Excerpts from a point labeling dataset
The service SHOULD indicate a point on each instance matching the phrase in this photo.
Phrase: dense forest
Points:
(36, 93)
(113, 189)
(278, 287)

- _Problem statement_: Rescale the items: write out every line again, requests included, with each point coordinate in the answers multiplied by 1.9 and rounded to a whole number, halves rounding up.

- _Exercise result_:
The service SHOULD indicate a point on each instance matching the phrase in this photo.
Phrase: dense forest
Points:
(68, 177)
(215, 359)
(528, 545)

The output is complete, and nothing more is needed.